- [Exercise instructions]
Rewrite the lines that start with the one containing "If you could tag the curb" and end with the one containing "<point>164,126</point>", both included, as a JSON list of strings with one string per line. Leave out blank lines and every line outside that stretch.

- [Data supplied]
________

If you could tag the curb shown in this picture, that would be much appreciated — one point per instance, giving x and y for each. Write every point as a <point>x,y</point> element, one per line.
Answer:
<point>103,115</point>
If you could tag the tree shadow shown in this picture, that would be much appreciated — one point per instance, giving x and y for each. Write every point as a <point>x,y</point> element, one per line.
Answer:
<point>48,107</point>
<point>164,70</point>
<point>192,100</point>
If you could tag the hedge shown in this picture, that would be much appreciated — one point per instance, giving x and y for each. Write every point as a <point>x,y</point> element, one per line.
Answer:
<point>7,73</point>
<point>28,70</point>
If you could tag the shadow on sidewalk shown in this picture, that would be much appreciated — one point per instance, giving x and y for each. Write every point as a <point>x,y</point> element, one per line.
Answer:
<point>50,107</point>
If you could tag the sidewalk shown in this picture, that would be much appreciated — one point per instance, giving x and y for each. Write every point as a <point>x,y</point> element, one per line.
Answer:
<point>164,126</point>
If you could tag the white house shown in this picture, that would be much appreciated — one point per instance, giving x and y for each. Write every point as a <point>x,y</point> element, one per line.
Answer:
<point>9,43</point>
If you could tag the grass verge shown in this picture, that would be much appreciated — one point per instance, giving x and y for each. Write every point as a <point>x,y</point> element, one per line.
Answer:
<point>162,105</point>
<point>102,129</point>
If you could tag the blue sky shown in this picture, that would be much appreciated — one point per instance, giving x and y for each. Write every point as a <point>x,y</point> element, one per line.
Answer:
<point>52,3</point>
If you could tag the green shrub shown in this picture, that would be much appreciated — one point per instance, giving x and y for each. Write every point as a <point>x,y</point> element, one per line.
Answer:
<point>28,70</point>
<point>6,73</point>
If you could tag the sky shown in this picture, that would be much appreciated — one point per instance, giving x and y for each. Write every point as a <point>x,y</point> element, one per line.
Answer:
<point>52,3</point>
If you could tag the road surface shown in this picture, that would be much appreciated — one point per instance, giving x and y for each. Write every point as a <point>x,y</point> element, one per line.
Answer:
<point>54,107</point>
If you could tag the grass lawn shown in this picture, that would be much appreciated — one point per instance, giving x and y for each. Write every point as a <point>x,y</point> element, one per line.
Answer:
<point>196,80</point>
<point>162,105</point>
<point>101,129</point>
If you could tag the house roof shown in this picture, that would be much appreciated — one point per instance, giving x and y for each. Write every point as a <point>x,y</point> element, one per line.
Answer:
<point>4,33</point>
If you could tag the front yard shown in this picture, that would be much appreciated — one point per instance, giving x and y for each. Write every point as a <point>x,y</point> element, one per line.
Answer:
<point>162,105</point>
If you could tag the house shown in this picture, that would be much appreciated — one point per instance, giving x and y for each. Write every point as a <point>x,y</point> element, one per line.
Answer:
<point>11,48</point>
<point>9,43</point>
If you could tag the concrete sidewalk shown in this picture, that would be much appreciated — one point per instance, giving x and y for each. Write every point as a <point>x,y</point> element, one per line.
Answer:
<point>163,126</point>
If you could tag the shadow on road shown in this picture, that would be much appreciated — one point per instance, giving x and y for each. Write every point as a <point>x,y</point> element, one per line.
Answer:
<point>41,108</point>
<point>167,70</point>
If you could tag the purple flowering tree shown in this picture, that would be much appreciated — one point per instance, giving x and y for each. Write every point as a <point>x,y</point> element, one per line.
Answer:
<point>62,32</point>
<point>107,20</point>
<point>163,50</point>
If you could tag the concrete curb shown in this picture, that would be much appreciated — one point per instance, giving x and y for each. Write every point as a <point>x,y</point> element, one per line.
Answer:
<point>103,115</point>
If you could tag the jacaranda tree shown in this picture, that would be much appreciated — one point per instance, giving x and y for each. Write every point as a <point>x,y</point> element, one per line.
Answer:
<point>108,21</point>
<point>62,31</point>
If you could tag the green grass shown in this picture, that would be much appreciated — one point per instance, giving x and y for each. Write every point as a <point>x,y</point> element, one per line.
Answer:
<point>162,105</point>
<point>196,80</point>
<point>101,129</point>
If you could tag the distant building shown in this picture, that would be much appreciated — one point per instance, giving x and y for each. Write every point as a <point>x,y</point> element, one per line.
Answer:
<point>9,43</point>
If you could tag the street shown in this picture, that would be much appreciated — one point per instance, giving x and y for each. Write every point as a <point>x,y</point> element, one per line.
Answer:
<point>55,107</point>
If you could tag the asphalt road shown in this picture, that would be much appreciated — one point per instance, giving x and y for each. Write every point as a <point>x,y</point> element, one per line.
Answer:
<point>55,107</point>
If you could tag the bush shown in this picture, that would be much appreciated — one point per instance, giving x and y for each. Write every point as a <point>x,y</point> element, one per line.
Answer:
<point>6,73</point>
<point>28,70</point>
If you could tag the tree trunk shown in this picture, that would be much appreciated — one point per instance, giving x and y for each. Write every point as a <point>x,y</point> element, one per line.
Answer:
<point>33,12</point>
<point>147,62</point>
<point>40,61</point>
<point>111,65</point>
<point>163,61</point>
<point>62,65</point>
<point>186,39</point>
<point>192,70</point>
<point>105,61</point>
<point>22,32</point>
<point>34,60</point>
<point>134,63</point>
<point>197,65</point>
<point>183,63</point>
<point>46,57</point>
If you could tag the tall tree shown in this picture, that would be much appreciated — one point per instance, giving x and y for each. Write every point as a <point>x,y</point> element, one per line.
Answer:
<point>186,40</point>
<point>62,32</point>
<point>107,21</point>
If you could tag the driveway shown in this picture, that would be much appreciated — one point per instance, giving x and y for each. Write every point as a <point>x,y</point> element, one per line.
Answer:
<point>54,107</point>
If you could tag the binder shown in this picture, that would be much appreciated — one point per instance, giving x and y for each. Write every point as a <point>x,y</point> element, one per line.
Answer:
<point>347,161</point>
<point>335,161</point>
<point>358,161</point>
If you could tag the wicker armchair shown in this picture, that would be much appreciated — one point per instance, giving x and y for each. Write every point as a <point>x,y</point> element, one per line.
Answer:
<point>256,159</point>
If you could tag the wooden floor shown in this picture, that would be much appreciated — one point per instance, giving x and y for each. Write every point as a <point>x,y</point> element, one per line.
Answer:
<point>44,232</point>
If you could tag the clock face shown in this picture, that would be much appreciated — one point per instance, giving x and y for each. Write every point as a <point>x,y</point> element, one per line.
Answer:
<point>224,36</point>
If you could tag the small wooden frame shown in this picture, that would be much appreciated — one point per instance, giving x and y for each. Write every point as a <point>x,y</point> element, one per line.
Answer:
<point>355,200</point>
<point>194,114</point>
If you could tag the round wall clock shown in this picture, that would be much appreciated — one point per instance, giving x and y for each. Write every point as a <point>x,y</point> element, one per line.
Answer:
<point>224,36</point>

________

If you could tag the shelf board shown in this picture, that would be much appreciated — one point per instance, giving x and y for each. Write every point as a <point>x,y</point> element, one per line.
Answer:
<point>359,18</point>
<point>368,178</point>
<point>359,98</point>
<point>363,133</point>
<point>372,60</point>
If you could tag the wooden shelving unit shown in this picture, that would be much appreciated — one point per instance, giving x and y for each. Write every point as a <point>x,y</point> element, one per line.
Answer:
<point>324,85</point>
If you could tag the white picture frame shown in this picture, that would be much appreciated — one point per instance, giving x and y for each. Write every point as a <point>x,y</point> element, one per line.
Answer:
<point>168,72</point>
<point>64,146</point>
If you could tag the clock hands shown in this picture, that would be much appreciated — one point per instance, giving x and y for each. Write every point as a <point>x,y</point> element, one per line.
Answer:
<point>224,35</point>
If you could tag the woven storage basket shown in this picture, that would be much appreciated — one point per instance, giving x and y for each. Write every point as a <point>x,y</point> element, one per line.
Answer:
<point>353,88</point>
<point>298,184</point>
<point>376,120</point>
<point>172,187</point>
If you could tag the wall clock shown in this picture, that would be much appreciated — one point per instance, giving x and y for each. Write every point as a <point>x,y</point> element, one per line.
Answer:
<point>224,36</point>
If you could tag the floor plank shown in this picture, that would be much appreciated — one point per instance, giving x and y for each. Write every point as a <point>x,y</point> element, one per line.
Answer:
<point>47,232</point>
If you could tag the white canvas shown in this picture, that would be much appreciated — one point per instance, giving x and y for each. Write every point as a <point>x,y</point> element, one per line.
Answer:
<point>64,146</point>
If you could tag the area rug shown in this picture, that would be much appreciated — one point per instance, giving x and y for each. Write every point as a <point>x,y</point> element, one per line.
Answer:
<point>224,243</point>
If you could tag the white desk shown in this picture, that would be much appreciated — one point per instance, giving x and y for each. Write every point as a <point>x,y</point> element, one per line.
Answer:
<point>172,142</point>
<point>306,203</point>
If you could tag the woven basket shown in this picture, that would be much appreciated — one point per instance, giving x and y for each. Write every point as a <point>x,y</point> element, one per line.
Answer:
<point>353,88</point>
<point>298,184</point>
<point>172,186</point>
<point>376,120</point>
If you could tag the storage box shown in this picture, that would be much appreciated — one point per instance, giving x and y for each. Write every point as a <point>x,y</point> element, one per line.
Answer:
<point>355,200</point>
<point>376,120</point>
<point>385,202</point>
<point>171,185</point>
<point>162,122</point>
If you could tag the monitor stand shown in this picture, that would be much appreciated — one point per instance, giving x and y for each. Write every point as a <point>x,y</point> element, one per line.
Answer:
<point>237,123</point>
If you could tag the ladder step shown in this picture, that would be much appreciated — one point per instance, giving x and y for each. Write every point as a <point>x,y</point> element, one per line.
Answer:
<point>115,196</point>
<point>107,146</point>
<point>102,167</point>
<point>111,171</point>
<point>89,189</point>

________

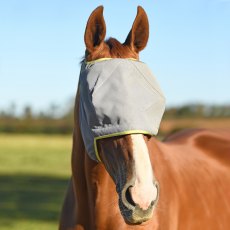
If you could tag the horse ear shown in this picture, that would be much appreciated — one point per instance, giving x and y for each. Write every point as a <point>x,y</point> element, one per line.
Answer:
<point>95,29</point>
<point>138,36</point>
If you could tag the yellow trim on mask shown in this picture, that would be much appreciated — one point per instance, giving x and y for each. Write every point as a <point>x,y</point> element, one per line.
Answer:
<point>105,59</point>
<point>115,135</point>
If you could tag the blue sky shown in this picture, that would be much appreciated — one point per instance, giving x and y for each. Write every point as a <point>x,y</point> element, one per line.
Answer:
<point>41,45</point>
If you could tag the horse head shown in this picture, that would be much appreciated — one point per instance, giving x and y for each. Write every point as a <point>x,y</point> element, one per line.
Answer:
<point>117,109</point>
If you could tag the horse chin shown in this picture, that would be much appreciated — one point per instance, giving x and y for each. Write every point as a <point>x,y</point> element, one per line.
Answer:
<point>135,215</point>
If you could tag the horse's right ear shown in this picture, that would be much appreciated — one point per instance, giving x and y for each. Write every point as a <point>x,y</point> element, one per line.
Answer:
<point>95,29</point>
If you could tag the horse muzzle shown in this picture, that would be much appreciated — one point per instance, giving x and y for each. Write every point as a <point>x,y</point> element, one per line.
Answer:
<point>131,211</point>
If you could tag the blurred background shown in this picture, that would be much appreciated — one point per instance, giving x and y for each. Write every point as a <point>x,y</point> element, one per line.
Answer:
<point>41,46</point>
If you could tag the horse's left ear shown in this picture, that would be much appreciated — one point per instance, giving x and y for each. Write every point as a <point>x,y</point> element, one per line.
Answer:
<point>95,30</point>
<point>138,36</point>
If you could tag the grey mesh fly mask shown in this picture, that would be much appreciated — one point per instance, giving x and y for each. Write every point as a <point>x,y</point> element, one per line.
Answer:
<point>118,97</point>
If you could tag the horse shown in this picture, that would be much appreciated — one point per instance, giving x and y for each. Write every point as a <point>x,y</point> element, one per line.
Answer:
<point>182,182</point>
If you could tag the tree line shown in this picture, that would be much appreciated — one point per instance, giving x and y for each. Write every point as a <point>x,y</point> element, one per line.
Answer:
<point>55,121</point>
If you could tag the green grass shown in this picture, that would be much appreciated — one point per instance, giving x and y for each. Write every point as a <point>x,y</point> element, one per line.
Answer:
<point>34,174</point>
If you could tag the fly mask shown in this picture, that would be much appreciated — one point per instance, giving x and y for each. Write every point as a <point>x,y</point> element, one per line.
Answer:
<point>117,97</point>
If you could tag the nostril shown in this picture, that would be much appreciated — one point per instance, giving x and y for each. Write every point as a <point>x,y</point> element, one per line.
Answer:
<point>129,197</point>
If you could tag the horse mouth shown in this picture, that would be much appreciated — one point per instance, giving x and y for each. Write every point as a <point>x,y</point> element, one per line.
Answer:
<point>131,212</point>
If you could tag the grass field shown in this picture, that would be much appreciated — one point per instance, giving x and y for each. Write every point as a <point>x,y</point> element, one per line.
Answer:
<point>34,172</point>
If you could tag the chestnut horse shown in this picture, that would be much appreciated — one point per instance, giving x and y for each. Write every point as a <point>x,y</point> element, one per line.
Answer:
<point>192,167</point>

________

- [Solution to this problem]
[
  "If you could tag the curb shown in this picture, that would be much appreciated — one point per instance, giving x and y for each. Write every point as a <point>x,y</point> element, one per line.",
  "Answer:",
  "<point>103,115</point>",
  "If you could tag the tree shadow shown in this picture, that would be much appreciated — one point per instance, giving x and y for each. Write every point as a <point>x,y</point> element, one per line.",
  "Answer:",
  "<point>48,107</point>",
  "<point>164,70</point>",
  "<point>192,100</point>",
  "If you could tag the hedge shown in this picture, that would be much appreciated — one point per instance, giving x and y for each. Write every point as a <point>x,y</point> element, one per line.",
  "Answer:",
  "<point>7,73</point>",
  "<point>28,70</point>",
  "If you could tag the shadow on sidewalk shown in this picture, that would be much appreciated — one point per instance, giving x and y for each. Write every point as a <point>x,y</point> element, one per line.",
  "Answer:",
  "<point>50,107</point>",
  "If you could tag the sidewalk shown in this picture, that would be much appreciated — one point per instance, giving x and y for each. Write every point as a <point>x,y</point> element, one per line.",
  "Answer:",
  "<point>164,126</point>"
]